**GOAL:** Convert the stretch from the start of the material through the line containing "[28,0,46,12]" into a JSON list of strings, one string per line, with blank lines omitted and the pictures left out.

**INFORMATION PROVIDED:**

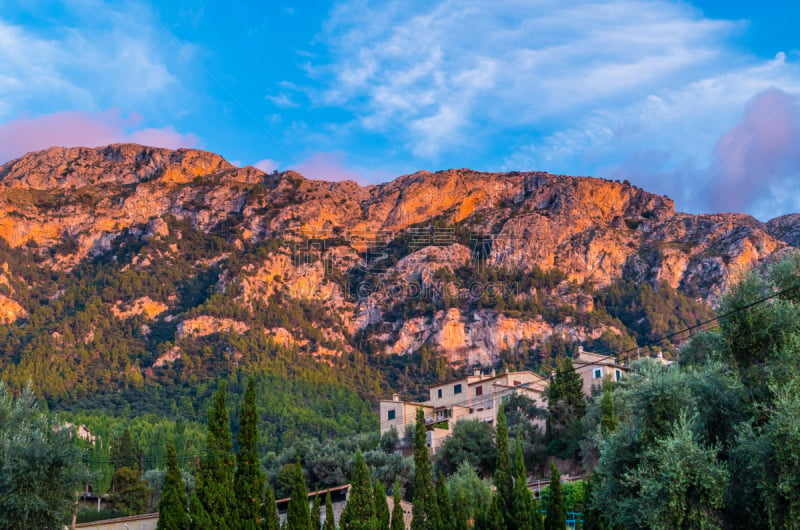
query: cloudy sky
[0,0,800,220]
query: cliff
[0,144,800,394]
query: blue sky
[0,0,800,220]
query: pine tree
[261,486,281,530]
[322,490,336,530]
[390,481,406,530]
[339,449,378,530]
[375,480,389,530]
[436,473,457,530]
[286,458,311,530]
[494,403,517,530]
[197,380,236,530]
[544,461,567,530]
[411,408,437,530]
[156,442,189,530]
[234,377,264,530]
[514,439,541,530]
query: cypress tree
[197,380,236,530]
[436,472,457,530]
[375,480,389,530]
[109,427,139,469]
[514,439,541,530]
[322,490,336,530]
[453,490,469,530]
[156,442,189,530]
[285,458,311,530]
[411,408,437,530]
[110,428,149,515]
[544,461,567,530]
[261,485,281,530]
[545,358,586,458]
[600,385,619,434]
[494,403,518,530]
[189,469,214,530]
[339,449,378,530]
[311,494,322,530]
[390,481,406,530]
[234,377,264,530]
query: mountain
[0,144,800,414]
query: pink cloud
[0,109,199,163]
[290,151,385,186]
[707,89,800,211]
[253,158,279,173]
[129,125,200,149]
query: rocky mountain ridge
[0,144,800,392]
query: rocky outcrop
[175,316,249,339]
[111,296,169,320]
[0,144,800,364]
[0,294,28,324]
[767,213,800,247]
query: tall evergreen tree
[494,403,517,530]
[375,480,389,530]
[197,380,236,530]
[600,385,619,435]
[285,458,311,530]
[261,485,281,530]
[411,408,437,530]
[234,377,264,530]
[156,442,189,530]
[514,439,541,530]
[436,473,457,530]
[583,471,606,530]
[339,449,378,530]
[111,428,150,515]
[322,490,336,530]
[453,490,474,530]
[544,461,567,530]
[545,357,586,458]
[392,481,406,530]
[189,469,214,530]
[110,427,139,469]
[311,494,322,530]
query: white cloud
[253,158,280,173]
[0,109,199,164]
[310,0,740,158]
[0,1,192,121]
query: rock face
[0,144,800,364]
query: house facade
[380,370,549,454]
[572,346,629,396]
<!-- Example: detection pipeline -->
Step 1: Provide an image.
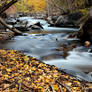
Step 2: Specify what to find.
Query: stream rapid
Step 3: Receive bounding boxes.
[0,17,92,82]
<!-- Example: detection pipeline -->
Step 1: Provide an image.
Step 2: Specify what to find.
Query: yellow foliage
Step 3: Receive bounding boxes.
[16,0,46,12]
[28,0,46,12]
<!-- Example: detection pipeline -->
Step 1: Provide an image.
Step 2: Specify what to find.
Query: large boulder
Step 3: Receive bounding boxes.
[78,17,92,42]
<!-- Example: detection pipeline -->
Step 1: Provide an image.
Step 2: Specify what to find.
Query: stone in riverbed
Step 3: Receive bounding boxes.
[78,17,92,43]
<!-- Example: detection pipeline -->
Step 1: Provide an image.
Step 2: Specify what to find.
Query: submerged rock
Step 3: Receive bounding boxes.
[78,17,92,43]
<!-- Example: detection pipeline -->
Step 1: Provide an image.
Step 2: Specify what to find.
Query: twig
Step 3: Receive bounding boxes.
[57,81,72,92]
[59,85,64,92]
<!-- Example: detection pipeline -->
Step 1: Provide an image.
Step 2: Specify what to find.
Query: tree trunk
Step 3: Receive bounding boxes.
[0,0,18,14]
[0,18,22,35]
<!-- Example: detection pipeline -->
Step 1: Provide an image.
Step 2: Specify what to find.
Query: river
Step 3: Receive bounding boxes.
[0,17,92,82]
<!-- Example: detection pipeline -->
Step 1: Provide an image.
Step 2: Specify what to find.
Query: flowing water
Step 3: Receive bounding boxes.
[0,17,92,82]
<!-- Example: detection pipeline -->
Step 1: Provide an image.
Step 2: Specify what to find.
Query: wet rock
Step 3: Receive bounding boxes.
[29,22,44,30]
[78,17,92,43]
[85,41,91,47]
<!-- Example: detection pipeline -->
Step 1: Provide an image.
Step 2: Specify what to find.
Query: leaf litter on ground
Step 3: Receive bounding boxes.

**OUTPUT OF THE TASK:**
[
  "query: cloudy sky",
  "[0,0,800,220]",
  "query: cliff",
  "[0,144,800,394]",
  "query: blue sky",
  "[0,0,800,220]",
  "query: pine tree",
  "[261,486,281,530]",
  "[322,490,336,530]",
  "[390,481,406,530]",
  "[339,449,378,530]",
  "[375,480,389,530]",
  "[436,473,457,530]",
  "[286,458,311,530]",
  "[494,403,517,530]",
  "[197,380,236,530]",
  "[544,461,567,530]",
  "[411,408,437,530]",
  "[156,442,189,530]",
  "[234,377,264,530]",
  "[514,439,541,530]",
  "query: cypress tree",
  "[197,380,236,530]",
  "[436,472,457,530]",
  "[375,480,389,530]",
  "[109,427,139,469]",
  "[514,439,541,530]",
  "[322,490,336,530]",
  "[453,490,469,530]",
  "[156,442,189,530]",
  "[285,458,311,530]",
  "[411,408,437,530]",
  "[110,428,149,515]",
  "[544,461,567,530]",
  "[261,485,281,530]",
  "[545,358,586,458]",
  "[600,385,619,434]",
  "[494,403,518,530]",
  "[189,469,214,530]",
  "[339,449,378,530]",
  "[311,494,322,530]",
  "[390,481,406,530]",
  "[234,377,264,530]",
  "query: mountain",
  "[0,144,800,414]",
  "query: pink cloud",
  "[0,109,199,163]",
  "[290,151,385,186]",
  "[707,89,800,211]",
  "[253,158,279,173]",
  "[129,125,200,149]",
  "query: rocky mountain ridge",
  "[0,144,800,392]",
  "query: rocky outcrop",
  "[175,316,249,339]",
  "[111,296,169,320]",
  "[0,144,800,364]",
  "[0,294,28,324]",
  "[767,213,800,247]",
  "query: tall evergreen tree",
  "[494,403,517,530]",
  "[375,480,389,530]",
  "[197,380,236,530]",
  "[600,385,619,435]",
  "[285,458,311,530]",
  "[261,485,281,530]",
  "[411,408,437,530]",
  "[234,377,264,530]",
  "[156,442,189,530]",
  "[514,439,541,530]",
  "[436,473,457,530]",
  "[583,471,606,530]",
  "[339,449,378,530]",
  "[111,428,150,515]",
  "[322,490,336,530]",
  "[453,490,474,530]",
  "[544,461,567,530]",
  "[545,357,586,458]",
  "[392,481,406,530]",
  "[189,469,214,530]",
  "[110,427,139,469]",
  "[311,494,322,530]",
  "query: white cloud",
  "[253,158,280,173]",
  "[0,109,199,164]",
  "[310,0,740,158]",
  "[0,1,192,121]",
  "query: rock face",
  "[0,144,800,364]",
  "query: house facade",
  "[380,370,549,454]",
  "[572,346,629,396]",
  "<!-- Example: detection pipeline -->",
  "Step 1: Provide an image.",
  "Step 2: Specify what to find.",
  "Query: stream rapid",
  "Step 3: Receive bounding boxes.",
  "[0,17,92,82]",
  "<!-- Example: detection pipeline -->",
  "Step 1: Provide an image.",
  "Step 2: Specify what to find.",
  "Query: yellow foliage",
  "Step 3: Receive bounding boxes.",
  "[16,0,46,12]",
  "[28,0,46,12]"
]